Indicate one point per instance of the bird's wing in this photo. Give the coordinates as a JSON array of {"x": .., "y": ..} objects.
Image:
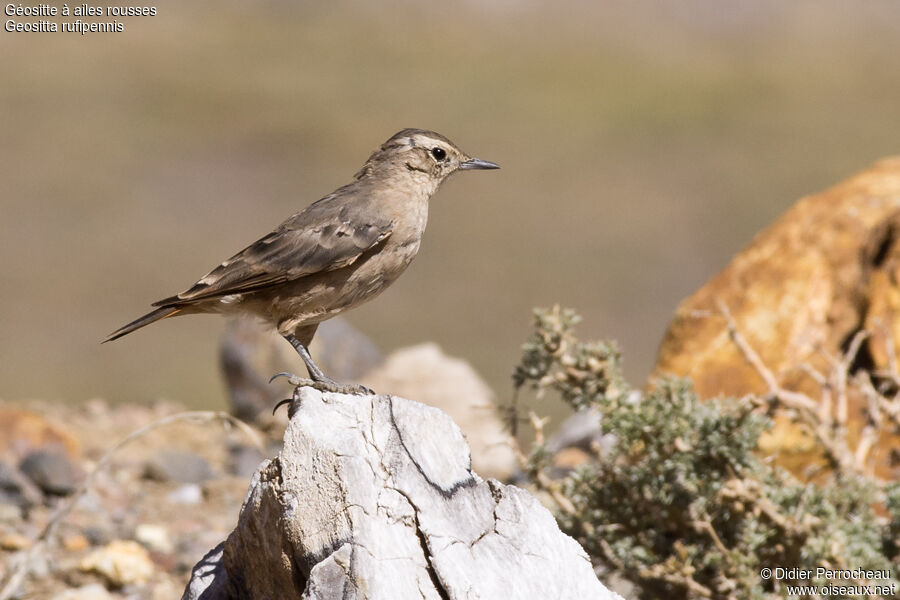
[{"x": 324, "y": 237}]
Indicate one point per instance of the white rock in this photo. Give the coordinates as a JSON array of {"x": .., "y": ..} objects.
[{"x": 373, "y": 497}]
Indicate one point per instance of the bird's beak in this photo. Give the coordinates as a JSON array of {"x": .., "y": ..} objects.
[{"x": 477, "y": 163}]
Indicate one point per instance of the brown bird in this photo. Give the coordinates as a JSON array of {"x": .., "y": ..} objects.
[{"x": 333, "y": 255}]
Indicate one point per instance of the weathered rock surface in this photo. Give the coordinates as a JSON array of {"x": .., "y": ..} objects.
[
  {"x": 826, "y": 269},
  {"x": 426, "y": 373},
  {"x": 373, "y": 497}
]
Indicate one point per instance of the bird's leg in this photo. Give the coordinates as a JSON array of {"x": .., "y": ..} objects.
[{"x": 318, "y": 379}]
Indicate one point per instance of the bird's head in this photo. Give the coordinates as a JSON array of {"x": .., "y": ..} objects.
[{"x": 420, "y": 154}]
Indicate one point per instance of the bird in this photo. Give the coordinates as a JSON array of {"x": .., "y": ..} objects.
[{"x": 330, "y": 257}]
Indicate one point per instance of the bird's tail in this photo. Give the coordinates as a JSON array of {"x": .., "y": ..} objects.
[{"x": 156, "y": 315}]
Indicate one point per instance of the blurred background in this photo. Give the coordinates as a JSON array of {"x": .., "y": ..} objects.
[{"x": 642, "y": 144}]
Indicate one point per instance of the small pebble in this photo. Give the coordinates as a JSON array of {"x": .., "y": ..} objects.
[
  {"x": 190, "y": 494},
  {"x": 76, "y": 543},
  {"x": 154, "y": 537},
  {"x": 16, "y": 489},
  {"x": 178, "y": 466},
  {"x": 121, "y": 562},
  {"x": 244, "y": 460},
  {"x": 14, "y": 541},
  {"x": 94, "y": 591},
  {"x": 51, "y": 471}
]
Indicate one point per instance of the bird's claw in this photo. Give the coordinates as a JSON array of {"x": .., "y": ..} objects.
[
  {"x": 294, "y": 380},
  {"x": 324, "y": 385}
]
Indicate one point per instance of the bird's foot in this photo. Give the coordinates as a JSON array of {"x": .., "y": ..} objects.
[{"x": 324, "y": 384}]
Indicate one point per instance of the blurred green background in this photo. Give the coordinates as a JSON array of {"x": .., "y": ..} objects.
[{"x": 642, "y": 144}]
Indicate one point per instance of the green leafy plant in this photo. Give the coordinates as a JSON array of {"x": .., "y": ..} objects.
[{"x": 680, "y": 504}]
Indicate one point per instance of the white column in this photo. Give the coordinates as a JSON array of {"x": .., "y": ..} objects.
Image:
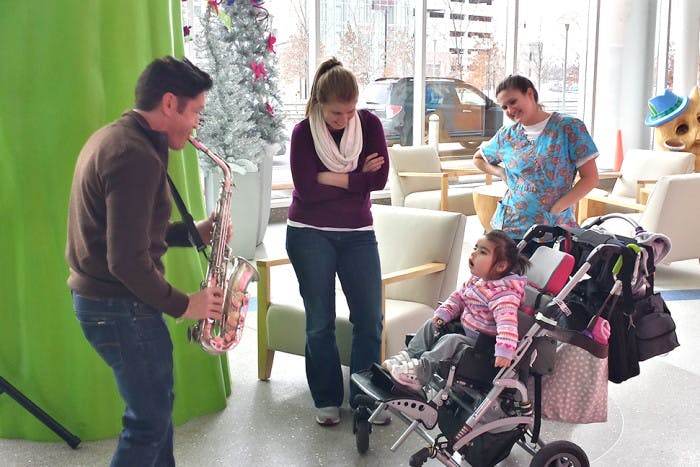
[
  {"x": 511, "y": 52},
  {"x": 624, "y": 81},
  {"x": 419, "y": 72},
  {"x": 685, "y": 30},
  {"x": 313, "y": 9}
]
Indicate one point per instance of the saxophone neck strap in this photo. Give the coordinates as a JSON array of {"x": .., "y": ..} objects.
[{"x": 195, "y": 238}]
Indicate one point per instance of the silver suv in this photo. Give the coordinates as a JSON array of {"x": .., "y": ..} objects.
[{"x": 466, "y": 114}]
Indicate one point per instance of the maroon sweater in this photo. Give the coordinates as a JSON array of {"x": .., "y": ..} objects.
[
  {"x": 118, "y": 217},
  {"x": 329, "y": 206}
]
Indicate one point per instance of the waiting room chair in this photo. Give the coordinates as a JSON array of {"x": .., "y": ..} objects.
[
  {"x": 417, "y": 180},
  {"x": 669, "y": 210},
  {"x": 640, "y": 169},
  {"x": 420, "y": 252}
]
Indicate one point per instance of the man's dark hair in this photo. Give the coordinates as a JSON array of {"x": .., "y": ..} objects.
[{"x": 168, "y": 74}]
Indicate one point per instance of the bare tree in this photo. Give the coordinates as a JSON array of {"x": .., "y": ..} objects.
[
  {"x": 294, "y": 61},
  {"x": 460, "y": 27},
  {"x": 400, "y": 54},
  {"x": 486, "y": 67},
  {"x": 354, "y": 54}
]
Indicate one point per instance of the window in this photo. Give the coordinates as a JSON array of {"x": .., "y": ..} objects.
[
  {"x": 551, "y": 52},
  {"x": 469, "y": 96}
]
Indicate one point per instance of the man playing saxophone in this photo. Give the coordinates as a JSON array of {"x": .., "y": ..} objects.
[{"x": 118, "y": 230}]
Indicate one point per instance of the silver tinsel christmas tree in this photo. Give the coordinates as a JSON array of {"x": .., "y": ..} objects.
[{"x": 242, "y": 118}]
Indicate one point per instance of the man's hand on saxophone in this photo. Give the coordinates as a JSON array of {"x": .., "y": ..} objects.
[
  {"x": 207, "y": 303},
  {"x": 206, "y": 227}
]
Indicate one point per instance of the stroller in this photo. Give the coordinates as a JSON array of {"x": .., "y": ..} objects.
[{"x": 482, "y": 411}]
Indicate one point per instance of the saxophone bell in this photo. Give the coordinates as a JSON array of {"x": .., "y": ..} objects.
[{"x": 232, "y": 275}]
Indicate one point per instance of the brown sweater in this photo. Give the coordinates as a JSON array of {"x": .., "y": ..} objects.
[{"x": 119, "y": 215}]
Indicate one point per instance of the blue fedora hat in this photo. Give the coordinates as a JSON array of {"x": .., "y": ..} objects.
[{"x": 665, "y": 107}]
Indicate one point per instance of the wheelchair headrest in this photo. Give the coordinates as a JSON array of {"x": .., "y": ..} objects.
[
  {"x": 549, "y": 270},
  {"x": 548, "y": 273}
]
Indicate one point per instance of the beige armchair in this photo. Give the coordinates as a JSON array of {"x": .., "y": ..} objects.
[
  {"x": 640, "y": 170},
  {"x": 420, "y": 251},
  {"x": 670, "y": 210},
  {"x": 417, "y": 180}
]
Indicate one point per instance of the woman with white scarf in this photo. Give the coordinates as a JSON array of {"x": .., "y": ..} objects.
[{"x": 338, "y": 156}]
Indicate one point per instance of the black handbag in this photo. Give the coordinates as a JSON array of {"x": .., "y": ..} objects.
[{"x": 654, "y": 327}]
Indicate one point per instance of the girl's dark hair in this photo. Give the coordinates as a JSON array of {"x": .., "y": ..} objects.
[
  {"x": 507, "y": 250},
  {"x": 168, "y": 74},
  {"x": 332, "y": 82},
  {"x": 518, "y": 82}
]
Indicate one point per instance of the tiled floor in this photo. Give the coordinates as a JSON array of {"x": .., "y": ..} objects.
[{"x": 653, "y": 419}]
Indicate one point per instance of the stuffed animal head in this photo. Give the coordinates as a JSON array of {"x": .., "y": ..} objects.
[{"x": 678, "y": 130}]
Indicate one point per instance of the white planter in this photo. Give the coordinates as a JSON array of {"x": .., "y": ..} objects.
[{"x": 250, "y": 205}]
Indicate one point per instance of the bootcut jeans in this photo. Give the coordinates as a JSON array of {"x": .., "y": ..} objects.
[
  {"x": 317, "y": 256},
  {"x": 133, "y": 339}
]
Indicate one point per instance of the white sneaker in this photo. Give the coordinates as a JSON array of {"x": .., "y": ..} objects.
[
  {"x": 328, "y": 416},
  {"x": 383, "y": 418},
  {"x": 405, "y": 375},
  {"x": 396, "y": 360}
]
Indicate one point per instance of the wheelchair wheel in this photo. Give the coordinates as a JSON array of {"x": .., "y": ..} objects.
[
  {"x": 361, "y": 428},
  {"x": 560, "y": 453}
]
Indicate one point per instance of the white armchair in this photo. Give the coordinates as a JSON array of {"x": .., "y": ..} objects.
[
  {"x": 420, "y": 251},
  {"x": 640, "y": 169},
  {"x": 417, "y": 180},
  {"x": 669, "y": 210}
]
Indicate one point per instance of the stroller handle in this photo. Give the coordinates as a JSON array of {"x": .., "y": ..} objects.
[
  {"x": 539, "y": 231},
  {"x": 598, "y": 220}
]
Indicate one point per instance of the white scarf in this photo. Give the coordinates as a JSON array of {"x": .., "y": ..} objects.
[{"x": 341, "y": 159}]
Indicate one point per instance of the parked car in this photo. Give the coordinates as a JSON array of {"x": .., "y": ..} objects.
[{"x": 466, "y": 113}]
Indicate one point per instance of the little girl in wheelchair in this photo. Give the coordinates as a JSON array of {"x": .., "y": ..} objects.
[{"x": 487, "y": 303}]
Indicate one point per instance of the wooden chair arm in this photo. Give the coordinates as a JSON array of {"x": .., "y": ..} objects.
[
  {"x": 424, "y": 174},
  {"x": 410, "y": 273},
  {"x": 264, "y": 356},
  {"x": 444, "y": 183},
  {"x": 642, "y": 184},
  {"x": 610, "y": 174}
]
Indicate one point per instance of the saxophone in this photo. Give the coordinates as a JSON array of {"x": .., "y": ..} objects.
[{"x": 233, "y": 275}]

■ ■ ■ ■

§ Task to carry out: Render the listing as a numbered list, one entry per line, starting with the line that contains "Indicate one point per instance of the wooden" and going on through the last line of the listing, both ends included, with blank lines left out.

§ Final result:
1. Indicate one point per instance of the wooden chair arm in this photo. Give the coordinates as a JSON array of {"x": .., "y": ..} objects.
2. [
3.   {"x": 424, "y": 174},
4.   {"x": 410, "y": 273},
5.   {"x": 264, "y": 356},
6.   {"x": 444, "y": 183},
7.   {"x": 642, "y": 184},
8.   {"x": 610, "y": 174}
9. ]
10. Indicate one point per instance of the saxophone in this photo. Give the coordinates as a JSON array of {"x": .., "y": ..} objects.
11. [{"x": 233, "y": 275}]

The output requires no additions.